(Photo object pointing rows)
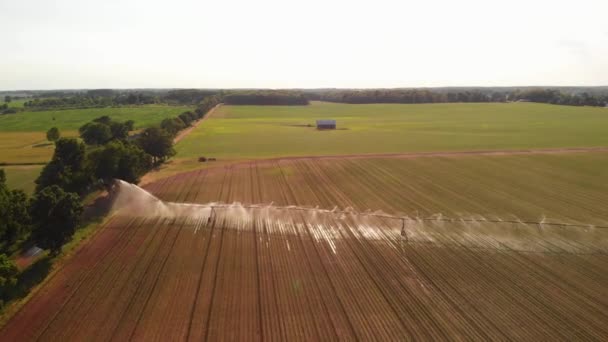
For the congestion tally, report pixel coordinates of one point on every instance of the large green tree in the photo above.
(14, 216)
(67, 168)
(120, 160)
(53, 134)
(8, 276)
(157, 142)
(55, 215)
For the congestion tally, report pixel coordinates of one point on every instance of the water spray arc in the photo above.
(468, 232)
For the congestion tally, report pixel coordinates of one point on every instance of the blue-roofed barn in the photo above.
(326, 124)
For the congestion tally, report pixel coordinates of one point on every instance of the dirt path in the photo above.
(182, 134)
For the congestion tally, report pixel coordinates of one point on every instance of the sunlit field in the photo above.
(237, 132)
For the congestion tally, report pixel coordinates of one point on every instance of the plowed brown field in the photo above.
(290, 274)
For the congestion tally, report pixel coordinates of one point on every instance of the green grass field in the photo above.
(23, 135)
(236, 132)
(22, 176)
(72, 119)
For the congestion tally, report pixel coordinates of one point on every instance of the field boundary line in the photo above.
(184, 133)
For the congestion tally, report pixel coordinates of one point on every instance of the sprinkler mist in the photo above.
(472, 231)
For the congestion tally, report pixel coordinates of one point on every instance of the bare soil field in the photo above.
(451, 270)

## Exercise details
Convert the rows starting with the line containing "mist in the photo above." and going on through the end of the rows into a two-column CSV with the headers text and answer. Give one line per row, quote every field, and replace any line breaks with spaces.

## Expected answer
text,answer
"For the congestion tally, report pixel coordinates of one point on every instance of the sprinkler mist in the photo above.","(472, 231)"
"For the congestion tally, report pixel coordinates of one point on every instance of the bare soil field in the photo above.","(451, 270)"